* **WHAT THIS TASK INVOLVES**: Render the records below as a Markdown table with the columns "Row" and "Line." Start at the line containing "Class, locate every instance of the yellow building", continue through the last line of the records (both ends included), and leave out blank lines and everything outside that span.

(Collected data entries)
##############################

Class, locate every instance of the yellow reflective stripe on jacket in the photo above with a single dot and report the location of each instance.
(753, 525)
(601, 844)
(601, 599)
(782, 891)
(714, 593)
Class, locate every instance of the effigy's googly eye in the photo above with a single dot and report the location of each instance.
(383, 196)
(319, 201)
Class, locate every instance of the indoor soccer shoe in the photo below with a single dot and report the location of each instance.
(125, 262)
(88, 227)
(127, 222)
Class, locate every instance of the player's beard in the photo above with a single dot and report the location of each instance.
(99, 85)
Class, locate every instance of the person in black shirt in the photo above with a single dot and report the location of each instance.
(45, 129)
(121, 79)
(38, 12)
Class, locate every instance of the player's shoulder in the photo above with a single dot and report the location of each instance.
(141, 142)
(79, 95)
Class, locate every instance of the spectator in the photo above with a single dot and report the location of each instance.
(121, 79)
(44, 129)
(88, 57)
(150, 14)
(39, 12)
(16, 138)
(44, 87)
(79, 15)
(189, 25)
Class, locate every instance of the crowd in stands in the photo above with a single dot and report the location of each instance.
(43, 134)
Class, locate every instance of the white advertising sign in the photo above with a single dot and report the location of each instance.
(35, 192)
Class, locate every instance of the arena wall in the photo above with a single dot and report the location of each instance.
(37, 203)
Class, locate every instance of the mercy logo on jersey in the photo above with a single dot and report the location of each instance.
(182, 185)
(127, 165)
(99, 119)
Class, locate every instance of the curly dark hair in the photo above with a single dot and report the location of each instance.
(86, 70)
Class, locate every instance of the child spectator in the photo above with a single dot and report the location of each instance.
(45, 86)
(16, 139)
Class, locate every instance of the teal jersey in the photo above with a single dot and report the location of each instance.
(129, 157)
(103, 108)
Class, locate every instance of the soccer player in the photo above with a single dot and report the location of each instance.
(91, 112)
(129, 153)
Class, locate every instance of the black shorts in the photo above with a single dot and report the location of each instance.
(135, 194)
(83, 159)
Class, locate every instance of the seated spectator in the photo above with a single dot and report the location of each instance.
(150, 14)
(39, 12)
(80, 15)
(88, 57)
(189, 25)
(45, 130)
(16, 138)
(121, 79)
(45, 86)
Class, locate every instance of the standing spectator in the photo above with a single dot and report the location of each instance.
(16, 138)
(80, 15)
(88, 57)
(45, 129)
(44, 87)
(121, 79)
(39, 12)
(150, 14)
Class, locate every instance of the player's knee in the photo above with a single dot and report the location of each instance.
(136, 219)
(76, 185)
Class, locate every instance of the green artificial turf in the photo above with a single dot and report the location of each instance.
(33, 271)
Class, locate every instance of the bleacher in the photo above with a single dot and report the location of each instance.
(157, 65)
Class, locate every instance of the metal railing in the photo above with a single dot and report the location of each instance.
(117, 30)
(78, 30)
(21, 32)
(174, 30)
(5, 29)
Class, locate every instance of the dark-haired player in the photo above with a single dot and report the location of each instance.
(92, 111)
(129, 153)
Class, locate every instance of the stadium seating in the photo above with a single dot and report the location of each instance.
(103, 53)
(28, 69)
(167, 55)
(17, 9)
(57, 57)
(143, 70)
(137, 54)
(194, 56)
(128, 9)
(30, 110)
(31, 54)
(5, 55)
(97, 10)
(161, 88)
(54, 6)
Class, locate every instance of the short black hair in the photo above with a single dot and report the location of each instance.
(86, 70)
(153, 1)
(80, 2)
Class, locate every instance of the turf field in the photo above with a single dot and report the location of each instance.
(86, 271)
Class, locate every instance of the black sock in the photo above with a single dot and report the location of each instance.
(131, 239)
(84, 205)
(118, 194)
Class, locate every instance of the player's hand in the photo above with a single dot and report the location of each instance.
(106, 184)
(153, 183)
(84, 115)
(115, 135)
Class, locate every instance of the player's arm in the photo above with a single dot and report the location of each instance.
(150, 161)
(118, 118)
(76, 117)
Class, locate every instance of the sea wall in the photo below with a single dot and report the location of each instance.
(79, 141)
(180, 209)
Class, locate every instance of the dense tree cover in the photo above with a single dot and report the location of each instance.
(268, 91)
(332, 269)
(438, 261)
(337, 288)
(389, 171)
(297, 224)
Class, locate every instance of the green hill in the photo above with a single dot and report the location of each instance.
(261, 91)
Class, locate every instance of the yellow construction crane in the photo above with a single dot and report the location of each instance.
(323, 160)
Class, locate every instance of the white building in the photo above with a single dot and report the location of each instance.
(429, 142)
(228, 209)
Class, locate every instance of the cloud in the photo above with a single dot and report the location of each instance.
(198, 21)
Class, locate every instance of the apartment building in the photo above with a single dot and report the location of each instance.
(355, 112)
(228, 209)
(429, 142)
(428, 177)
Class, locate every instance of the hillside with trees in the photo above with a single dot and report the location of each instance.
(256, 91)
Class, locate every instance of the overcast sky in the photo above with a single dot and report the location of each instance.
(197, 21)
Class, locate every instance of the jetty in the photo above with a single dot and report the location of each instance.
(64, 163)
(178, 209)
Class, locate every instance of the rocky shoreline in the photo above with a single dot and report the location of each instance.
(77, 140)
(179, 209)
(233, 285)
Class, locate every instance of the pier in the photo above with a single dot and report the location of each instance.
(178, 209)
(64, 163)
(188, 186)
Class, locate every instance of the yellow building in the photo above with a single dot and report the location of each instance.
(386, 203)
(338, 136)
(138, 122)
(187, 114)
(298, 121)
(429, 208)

##############################

* **FINISHED TASK**:
| Row | Line |
|---|---|
| 1 | Class, locate every instance of the yellow building in the photo above with a single dot and report the location of each instance. |
| 2 | (386, 203) |
| 3 | (338, 136) |
| 4 | (138, 122) |
| 5 | (187, 114) |
| 6 | (298, 121) |
| 7 | (429, 208) |